*EXERCISE DETAILS:*
Filter these entries, keeping only lines that hold the word "pole".

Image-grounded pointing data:
== Segment start ==
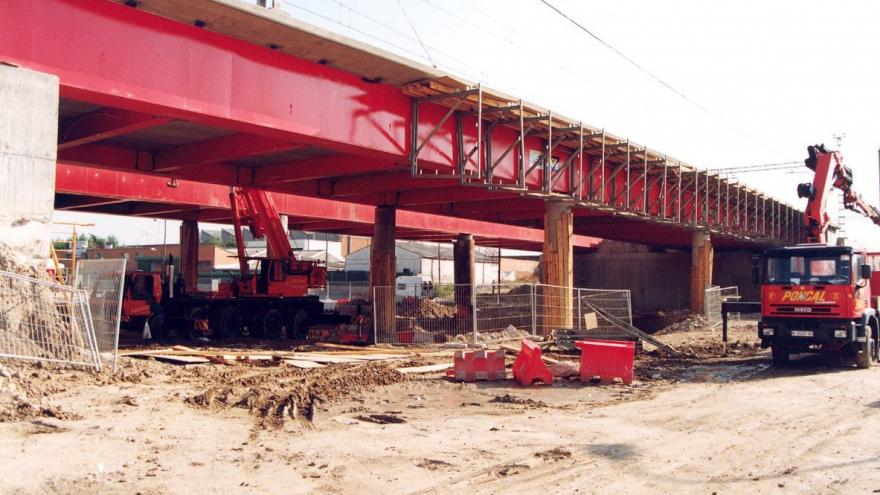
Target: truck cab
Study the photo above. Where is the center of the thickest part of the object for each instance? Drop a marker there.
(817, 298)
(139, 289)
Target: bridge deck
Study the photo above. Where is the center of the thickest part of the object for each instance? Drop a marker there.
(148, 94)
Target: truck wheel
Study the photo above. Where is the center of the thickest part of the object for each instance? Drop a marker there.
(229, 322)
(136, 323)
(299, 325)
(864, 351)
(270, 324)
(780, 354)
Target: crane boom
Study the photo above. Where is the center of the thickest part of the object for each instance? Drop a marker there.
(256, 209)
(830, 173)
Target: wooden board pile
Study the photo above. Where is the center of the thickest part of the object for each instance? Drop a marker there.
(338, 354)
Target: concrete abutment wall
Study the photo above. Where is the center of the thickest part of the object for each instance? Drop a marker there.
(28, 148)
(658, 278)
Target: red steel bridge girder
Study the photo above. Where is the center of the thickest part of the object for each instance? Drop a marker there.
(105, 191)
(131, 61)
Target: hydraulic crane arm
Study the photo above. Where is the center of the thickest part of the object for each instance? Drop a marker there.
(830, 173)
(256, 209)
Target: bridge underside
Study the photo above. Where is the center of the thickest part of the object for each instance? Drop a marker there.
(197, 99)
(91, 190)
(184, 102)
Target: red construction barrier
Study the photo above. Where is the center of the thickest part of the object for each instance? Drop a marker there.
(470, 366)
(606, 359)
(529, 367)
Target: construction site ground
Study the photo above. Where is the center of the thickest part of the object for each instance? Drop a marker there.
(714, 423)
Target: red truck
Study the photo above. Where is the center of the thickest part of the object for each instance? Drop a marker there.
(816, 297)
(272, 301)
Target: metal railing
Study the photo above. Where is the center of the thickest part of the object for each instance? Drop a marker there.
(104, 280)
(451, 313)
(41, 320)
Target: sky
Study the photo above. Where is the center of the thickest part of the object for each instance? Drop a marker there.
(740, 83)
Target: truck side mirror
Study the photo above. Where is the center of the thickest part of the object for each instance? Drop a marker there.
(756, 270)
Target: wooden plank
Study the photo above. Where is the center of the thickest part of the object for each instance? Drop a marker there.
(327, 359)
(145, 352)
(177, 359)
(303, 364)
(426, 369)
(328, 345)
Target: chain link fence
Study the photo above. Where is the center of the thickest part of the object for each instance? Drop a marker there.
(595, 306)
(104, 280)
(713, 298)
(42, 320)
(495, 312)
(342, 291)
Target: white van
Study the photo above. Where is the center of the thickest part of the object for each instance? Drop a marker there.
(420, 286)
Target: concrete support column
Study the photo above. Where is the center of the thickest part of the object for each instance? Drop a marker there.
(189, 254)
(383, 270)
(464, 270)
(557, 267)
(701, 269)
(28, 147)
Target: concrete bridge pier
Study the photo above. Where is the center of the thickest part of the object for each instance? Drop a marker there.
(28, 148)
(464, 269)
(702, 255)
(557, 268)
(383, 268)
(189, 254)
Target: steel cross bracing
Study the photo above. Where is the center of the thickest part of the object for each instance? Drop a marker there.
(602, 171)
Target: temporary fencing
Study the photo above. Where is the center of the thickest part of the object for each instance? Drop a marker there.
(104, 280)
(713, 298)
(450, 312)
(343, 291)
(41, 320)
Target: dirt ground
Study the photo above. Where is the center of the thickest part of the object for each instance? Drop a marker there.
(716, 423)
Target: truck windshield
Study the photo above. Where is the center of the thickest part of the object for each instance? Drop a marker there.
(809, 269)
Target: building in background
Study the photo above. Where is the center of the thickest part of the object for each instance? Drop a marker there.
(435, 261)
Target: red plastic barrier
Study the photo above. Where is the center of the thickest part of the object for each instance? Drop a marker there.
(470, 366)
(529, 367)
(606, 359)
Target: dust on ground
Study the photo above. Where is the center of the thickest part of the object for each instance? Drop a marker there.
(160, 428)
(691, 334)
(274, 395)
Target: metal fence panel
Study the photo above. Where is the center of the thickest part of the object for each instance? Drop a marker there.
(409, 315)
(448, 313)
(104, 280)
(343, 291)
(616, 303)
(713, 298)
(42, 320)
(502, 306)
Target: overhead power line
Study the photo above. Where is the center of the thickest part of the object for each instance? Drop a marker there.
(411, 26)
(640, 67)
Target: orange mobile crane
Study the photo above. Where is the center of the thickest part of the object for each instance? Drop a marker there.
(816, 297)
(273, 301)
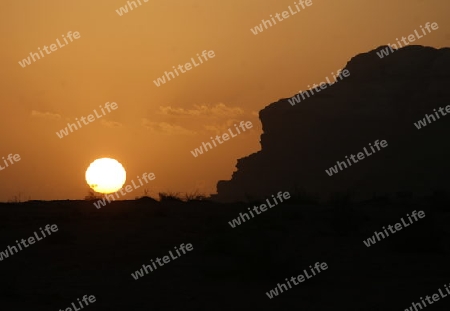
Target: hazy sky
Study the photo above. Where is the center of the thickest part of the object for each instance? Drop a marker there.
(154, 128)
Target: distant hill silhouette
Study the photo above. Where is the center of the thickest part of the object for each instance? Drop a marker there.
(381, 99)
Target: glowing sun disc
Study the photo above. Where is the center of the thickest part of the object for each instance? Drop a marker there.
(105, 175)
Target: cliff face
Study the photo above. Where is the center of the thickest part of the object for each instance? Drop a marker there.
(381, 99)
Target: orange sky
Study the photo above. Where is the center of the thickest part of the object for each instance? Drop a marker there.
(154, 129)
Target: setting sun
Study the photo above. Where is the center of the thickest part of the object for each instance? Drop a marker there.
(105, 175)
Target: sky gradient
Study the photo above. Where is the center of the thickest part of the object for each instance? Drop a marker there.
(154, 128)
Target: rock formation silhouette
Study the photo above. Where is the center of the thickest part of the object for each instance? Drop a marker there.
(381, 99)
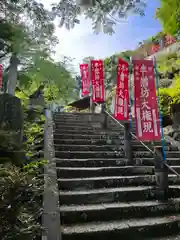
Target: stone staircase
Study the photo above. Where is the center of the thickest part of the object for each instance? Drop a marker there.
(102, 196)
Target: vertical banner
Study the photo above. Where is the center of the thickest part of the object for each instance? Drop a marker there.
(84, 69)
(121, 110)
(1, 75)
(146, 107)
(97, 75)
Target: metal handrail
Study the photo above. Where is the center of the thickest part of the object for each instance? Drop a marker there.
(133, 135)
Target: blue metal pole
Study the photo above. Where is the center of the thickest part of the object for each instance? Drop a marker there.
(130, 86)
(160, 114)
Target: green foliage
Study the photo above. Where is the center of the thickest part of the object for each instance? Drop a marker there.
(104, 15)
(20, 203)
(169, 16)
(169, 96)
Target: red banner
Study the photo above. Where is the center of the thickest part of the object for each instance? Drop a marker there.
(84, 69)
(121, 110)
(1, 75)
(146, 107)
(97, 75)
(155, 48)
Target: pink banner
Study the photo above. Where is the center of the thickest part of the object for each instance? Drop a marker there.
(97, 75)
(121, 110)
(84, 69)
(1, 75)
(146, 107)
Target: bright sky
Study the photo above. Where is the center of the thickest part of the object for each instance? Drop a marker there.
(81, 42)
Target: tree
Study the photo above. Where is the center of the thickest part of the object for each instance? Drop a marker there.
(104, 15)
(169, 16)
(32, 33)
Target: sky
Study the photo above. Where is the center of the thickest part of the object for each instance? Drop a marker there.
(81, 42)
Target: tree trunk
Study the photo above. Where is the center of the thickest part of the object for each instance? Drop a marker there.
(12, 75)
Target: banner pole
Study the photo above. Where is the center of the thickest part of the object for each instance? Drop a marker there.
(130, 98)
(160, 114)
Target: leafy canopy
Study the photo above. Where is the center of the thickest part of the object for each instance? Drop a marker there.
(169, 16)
== Segment end ==
*EXERCISE OUTPUT:*
Target: blue metal pole
Target: banner pole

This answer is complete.